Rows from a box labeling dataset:
● ● ● ●
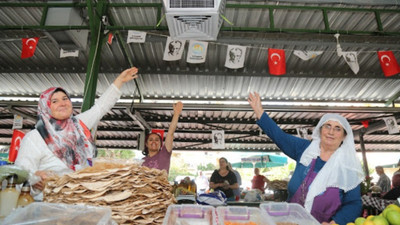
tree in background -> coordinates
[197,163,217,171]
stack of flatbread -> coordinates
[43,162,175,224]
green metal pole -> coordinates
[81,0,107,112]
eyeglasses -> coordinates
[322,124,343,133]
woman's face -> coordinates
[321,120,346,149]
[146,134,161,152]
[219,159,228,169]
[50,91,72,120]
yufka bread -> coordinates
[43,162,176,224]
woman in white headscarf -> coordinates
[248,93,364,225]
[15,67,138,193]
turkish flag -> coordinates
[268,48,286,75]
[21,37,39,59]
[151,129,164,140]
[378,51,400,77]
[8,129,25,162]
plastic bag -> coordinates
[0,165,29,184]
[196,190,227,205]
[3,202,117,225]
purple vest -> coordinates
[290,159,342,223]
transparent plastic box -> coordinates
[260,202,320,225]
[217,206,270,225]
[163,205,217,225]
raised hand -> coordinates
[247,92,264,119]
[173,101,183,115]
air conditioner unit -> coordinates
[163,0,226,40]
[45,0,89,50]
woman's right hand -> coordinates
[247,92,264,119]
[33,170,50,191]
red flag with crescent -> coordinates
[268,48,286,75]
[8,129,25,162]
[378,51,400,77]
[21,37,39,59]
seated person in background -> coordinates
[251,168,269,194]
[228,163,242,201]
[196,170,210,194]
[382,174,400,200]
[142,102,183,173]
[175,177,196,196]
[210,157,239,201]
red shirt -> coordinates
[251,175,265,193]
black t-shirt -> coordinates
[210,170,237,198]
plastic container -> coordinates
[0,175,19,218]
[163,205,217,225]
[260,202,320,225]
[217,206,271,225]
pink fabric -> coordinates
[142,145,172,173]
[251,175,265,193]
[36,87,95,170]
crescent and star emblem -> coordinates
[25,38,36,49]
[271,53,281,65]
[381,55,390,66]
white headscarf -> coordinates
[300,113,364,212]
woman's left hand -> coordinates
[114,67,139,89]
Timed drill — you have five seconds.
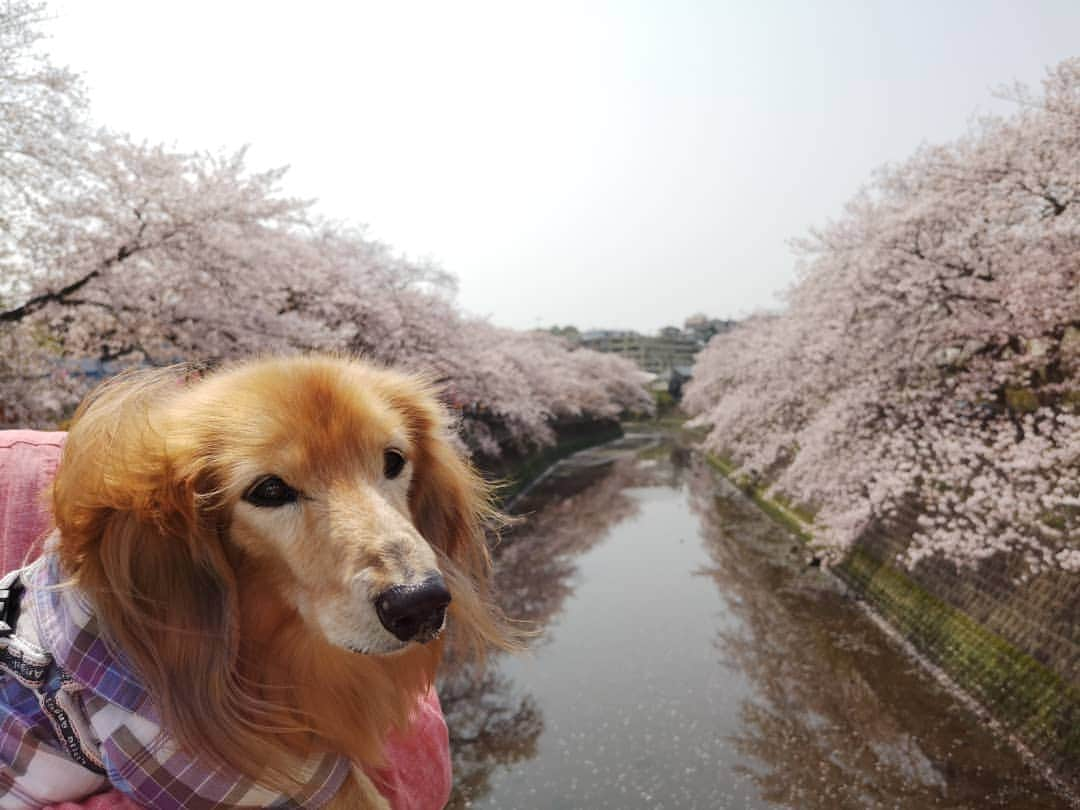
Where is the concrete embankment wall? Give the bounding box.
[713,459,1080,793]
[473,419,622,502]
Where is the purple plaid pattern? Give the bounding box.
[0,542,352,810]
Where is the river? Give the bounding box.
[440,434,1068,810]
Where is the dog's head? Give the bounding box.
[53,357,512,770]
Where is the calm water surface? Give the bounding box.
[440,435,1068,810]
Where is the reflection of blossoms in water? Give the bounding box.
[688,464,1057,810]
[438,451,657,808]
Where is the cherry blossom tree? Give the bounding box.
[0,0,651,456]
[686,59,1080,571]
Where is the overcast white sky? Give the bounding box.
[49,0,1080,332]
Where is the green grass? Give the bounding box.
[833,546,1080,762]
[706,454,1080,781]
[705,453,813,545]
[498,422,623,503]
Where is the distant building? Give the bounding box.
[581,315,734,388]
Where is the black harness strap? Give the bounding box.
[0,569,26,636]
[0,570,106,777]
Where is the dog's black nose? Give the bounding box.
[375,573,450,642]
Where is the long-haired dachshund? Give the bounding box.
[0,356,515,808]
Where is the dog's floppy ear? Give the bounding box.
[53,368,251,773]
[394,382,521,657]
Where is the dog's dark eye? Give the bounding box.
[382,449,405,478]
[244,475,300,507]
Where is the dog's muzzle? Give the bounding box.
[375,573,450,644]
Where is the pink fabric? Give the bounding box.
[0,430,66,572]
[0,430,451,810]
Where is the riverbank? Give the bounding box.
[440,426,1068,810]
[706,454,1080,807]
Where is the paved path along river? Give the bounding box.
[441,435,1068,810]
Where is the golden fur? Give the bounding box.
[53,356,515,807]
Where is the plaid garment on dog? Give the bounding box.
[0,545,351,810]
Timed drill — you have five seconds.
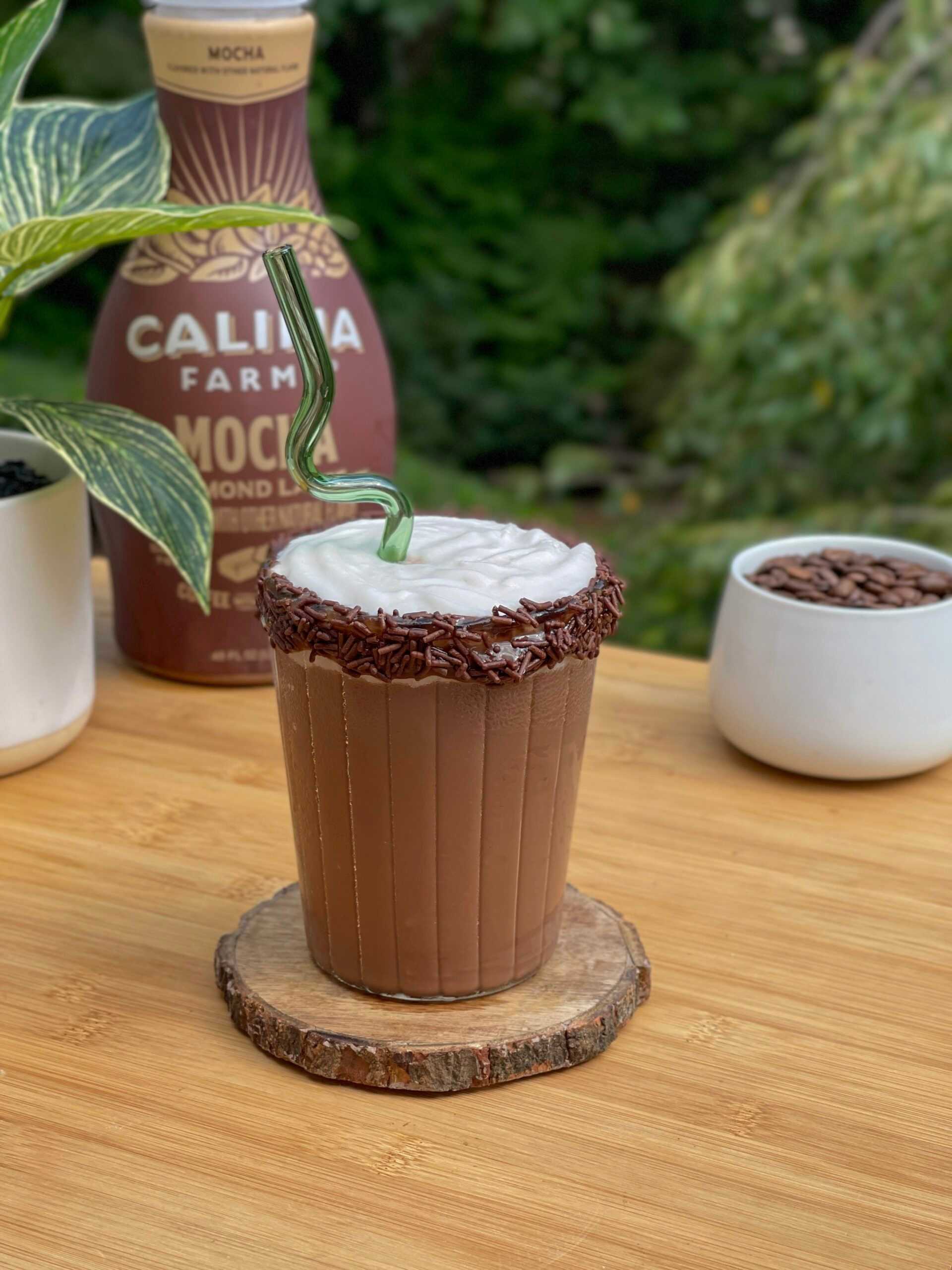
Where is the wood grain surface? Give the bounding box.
● ● ● ●
EXERCISE GOAL: Copy the stretch from the line containing "Where is the paved" through the end of the material word for word. Leave the pictures out.

RESULT OF THIS EXERCISE:
Where is the paved path along river? Give the bounding box.
[441,435,1068,810]
Where is the golden fur? Give the bounding box.
[53,356,515,807]
Where is the plaid garment on dog? Give the bounding box.
[0,545,351,810]
Timed drill — you have five seconds.
Where is the wood grain surface? Give the bounding box.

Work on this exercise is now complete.